[Rows from a box labeling dataset]
------------------------------------------------
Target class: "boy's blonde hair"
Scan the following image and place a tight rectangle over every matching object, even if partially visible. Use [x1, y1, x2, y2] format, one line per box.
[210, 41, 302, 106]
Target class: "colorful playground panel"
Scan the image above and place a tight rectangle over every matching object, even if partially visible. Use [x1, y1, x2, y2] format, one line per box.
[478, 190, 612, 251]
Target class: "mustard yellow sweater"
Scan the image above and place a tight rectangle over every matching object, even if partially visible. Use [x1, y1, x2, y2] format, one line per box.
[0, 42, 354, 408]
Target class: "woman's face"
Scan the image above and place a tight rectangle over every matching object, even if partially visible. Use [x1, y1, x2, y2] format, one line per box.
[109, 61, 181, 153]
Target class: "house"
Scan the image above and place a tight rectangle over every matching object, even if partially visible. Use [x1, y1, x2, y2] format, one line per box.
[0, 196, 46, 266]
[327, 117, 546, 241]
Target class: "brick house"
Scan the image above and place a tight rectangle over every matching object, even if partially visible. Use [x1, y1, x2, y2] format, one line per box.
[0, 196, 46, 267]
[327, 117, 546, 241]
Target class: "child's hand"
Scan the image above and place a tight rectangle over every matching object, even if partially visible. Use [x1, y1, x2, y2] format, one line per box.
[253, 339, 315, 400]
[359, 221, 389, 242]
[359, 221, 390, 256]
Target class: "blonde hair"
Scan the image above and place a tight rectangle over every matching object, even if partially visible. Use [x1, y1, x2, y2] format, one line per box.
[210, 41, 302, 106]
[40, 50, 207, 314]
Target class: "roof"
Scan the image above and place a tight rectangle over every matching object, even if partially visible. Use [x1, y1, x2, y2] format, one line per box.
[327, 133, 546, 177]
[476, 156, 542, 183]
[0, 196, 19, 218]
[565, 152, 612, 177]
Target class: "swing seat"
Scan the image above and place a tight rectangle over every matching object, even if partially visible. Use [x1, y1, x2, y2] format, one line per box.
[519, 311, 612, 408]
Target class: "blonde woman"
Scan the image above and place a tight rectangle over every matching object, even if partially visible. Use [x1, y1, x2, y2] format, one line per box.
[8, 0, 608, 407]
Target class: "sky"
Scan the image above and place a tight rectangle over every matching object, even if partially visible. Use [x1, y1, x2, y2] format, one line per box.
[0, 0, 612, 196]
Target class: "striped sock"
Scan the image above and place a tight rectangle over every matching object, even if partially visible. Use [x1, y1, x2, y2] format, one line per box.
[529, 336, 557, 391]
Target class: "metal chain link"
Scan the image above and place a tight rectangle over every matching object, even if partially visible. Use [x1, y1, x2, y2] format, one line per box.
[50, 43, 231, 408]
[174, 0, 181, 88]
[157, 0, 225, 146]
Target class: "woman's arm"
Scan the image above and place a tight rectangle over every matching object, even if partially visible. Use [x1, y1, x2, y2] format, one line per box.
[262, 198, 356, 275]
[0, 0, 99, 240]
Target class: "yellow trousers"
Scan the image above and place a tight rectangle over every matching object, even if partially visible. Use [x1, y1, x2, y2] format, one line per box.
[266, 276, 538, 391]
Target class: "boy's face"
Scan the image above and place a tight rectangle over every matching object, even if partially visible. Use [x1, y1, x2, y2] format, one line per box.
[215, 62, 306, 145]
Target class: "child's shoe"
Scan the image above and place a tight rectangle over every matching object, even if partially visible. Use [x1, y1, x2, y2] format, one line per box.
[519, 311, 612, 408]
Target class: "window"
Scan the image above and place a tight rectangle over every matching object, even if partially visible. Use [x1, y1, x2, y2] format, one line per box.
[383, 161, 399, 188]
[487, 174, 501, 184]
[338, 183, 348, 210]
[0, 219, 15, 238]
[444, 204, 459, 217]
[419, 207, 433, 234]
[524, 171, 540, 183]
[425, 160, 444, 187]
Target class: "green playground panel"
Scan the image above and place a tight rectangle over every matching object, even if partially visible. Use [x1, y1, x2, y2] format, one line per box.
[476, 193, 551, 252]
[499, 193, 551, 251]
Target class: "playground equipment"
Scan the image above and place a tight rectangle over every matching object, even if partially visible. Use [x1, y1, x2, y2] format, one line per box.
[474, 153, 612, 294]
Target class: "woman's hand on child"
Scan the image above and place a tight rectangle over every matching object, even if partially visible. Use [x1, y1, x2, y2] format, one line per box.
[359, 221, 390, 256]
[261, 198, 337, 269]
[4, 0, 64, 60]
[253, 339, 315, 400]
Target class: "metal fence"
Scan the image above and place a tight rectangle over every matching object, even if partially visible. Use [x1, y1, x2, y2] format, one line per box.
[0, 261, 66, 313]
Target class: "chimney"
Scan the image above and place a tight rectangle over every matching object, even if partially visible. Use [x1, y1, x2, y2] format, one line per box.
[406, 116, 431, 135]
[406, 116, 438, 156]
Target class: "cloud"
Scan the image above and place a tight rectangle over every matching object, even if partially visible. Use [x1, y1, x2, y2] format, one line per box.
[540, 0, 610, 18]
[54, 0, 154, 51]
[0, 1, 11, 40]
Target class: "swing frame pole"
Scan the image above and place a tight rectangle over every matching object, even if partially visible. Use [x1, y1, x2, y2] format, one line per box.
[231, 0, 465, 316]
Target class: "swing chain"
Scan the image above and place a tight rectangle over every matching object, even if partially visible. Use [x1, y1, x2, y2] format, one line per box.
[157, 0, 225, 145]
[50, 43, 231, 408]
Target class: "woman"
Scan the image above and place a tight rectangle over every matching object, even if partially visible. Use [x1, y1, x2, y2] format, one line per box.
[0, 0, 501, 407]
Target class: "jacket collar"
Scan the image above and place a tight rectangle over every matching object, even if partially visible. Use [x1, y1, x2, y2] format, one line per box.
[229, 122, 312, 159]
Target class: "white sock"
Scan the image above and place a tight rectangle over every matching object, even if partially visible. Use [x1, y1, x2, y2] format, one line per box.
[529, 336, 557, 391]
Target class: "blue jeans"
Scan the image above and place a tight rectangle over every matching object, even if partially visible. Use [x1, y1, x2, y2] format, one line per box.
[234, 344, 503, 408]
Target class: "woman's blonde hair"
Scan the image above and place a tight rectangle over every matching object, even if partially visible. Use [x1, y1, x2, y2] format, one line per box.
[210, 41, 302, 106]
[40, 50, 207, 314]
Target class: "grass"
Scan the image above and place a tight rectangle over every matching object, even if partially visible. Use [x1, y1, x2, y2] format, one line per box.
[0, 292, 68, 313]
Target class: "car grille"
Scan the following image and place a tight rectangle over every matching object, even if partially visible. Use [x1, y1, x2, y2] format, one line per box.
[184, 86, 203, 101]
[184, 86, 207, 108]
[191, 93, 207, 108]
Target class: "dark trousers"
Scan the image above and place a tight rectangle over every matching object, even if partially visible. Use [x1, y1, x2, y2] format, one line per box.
------------------------------------------------
Written exercise
Can you write out all of the records again, switching each "tight rectangle" to "snug box" and changing nothing else?

The solution
Target class: "boy's blonde hair"
Scan the following image and place a snug box over every matching object, even if partially visible. Use [x1, y1, x2, y2] format, one line per box.
[210, 41, 302, 106]
Target class: "colorful playground panel"
Scan the image above and place a snug box over every matching object, even if partially visible. Use [x1, y1, x2, y2] format, one line per box.
[478, 190, 612, 251]
Target class: "mustard yellow sweater"
Scan the image above and place a snug box over every matching object, even if partially visible. Use [x1, y1, x2, y2] format, one line per box.
[0, 42, 354, 408]
Target class: "woman's face"
Scan the image above and place a snug box over every matching object, even if partially visible. Use [x1, y1, x2, y2] format, one line per box.
[109, 61, 181, 153]
Target class: "house"
Scan the image above and place a snug box over every matching object, even if partially visible. Use [x1, y1, x2, y2] format, one line per box.
[0, 196, 46, 266]
[327, 117, 546, 241]
Target class: "brick house"
Scan the image above and place a snug box over every matching object, even if partially visible. Use [x1, y1, x2, y2] format, one line per box.
[0, 196, 46, 267]
[327, 117, 546, 241]
Target class: "child's hand"
Scan the image above and place a snug box over every matching object, even if partially visible. Use [x1, y1, x2, y2] format, one line per box.
[253, 339, 315, 400]
[359, 221, 389, 242]
[359, 221, 390, 256]
Target class: "blonde hair"
Scan the image above and place a snug box over every matching object, even if partially visible. Use [x1, y1, x2, y2] format, one line per box.
[210, 41, 302, 106]
[40, 50, 207, 314]
Target class: "roof"
Scan the image above and place a snug box over every matching object, even if partially visible. Use [x1, y1, x2, y2] format, one line per box.
[327, 133, 546, 177]
[476, 156, 542, 183]
[0, 196, 19, 218]
[565, 152, 612, 177]
Target class: "swing seat"
Scan the image above and place a snug box over every matching object, even if partially visible. Use [x1, y1, x2, y2] format, one line per box.
[519, 311, 612, 408]
Target class: "blonde woman"
Scan the image above and place a snug box over every matching object, even if partially visible. Use [x1, y1, x2, y2] format, one line per box.
[8, 0, 608, 407]
Target class: "sky"
Scan the image above and place a snug box over every matching object, even if partially visible. Use [x1, y1, x2, y2] format, one line per box.
[0, 0, 612, 196]
Target class: "striped sock"
Scan the image above and place a snug box over every matching object, even if partially visible. Use [x1, y1, x2, y2] format, one line per box.
[529, 336, 557, 391]
Target class: "metal chain link"
Scan the image above and place a snug box over every matching object, even if partially visible. Use [x1, y1, x2, y2] format, one line per box.
[50, 43, 231, 408]
[174, 0, 181, 88]
[157, 0, 225, 146]
Target class: "woman's arm"
Scan the image above and place a snug box over every matching object, even if partially visible. Use [x1, y1, x2, y2] format, one line per box.
[262, 198, 356, 275]
[0, 0, 99, 240]
Target class: "yellow trousers"
Scan the image above and place a snug box over every matching object, even if partially visible. Use [x1, y1, x2, y2] format, one line per box.
[266, 276, 538, 391]
Target class: "boy's face"
Scan the image above and place a snug box over every matching object, even if partially visible. Use [x1, y1, x2, y2] format, one line per box.
[215, 62, 306, 145]
Target class: "child's shoe"
Scan the image above and place a snug box over every matching object, even if partially visible. Use [x1, y1, x2, y2] format, one line per box.
[519, 311, 612, 408]
Target class: "window"
Scan the image above and place a snug box over every matching object, even if partially visible. Use [x1, y1, x2, y2] format, one line per box.
[383, 161, 399, 188]
[487, 174, 501, 184]
[338, 183, 348, 210]
[0, 219, 15, 238]
[444, 204, 459, 217]
[419, 207, 433, 234]
[524, 171, 540, 183]
[425, 160, 444, 187]
Target class: "green playground panel"
Scan the image above and place a snug box over every matching object, even if partially visible. Use [x1, y1, x2, y2] format, one line per box.
[476, 193, 551, 252]
[499, 193, 551, 251]
Target class: "playground equipment"
Scan the image above and place a snug box over every matching object, even if partially visible. Use [x1, y1, x2, y2] format, one line per box.
[474, 153, 612, 294]
Target class: "woman's hand on child"
Scan the image above and place a snug box over every matching object, even if partially visible. Use [x1, y1, x2, y2] format, one line per box.
[359, 221, 390, 256]
[261, 198, 337, 269]
[4, 0, 64, 60]
[253, 339, 315, 400]
Target class: "metal fence"
Scan the image above and place a snug box over every matching object, even if partially visible. Use [x1, y1, x2, y2] format, one line per box.
[0, 261, 66, 313]
Target class: "chimney"
Scan the image above and place a snug box over every matching object, even if partially visible. Use [x1, y1, x2, y2] format, one line per box.
[406, 116, 431, 135]
[406, 116, 438, 156]
Target class: "cloud"
Scan the image above and place a snug box over every matching object, even if partially visible. Use [x1, y1, x2, y2] format, one line per box.
[540, 0, 610, 18]
[54, 0, 154, 51]
[0, 1, 11, 40]
Target class: "swing frame pole"
Scan the image above and place a snug box over every matching object, even if partially visible. Use [x1, y1, x2, y2] format, one line per box.
[231, 0, 465, 316]
Target class: "swing chain"
Scan the image above and place a snug box over every matching object, even if partially visible. Use [x1, y1, x2, y2] format, one line per box.
[157, 0, 225, 145]
[50, 43, 231, 408]
Target class: "woman"
Scan the image above and place a snug box over every matching object, even if partially visible. Use [x1, y1, x2, y2] format, one line per box.
[0, 0, 501, 407]
Target class: "jacket collar"
Scan the image above and place a snug box over every matching object, even if partially visible. Use [x1, y1, x2, y2] format, one line per box.
[229, 122, 312, 159]
Target class: "white sock"
Scan the image above and place a snug box over every matching object, even if partially visible. Use [x1, y1, x2, y2] format, one line per box.
[529, 336, 557, 391]
Target class: "blue jeans"
Scan the image above and place a snug box over every matching object, even if partially visible. Use [x1, y1, x2, y2] format, one line per box.
[234, 344, 503, 408]
Target class: "woman's blonde hair"
Scan the image above and place a snug box over every matching object, even if partially visible. Use [x1, y1, x2, y2] format, one line per box.
[210, 41, 302, 106]
[40, 50, 207, 314]
Target class: "grass"
Scan the image above and place a snug box over every matching object, even if partially visible. Use [x1, y1, x2, y2] format, one line per box.
[0, 292, 68, 313]
Target class: "car grille"
Scan the following image and place a snug box over every matching object, even if partially visible. Use [x1, y1, x2, y2] format, one line per box.
[184, 86, 203, 101]
[184, 86, 207, 108]
[191, 93, 207, 108]
Target class: "dark trousers"
Scan the image above and place a snug box over every matching object, even if partially visible. Use [x1, y1, x2, y2] format, one line per box.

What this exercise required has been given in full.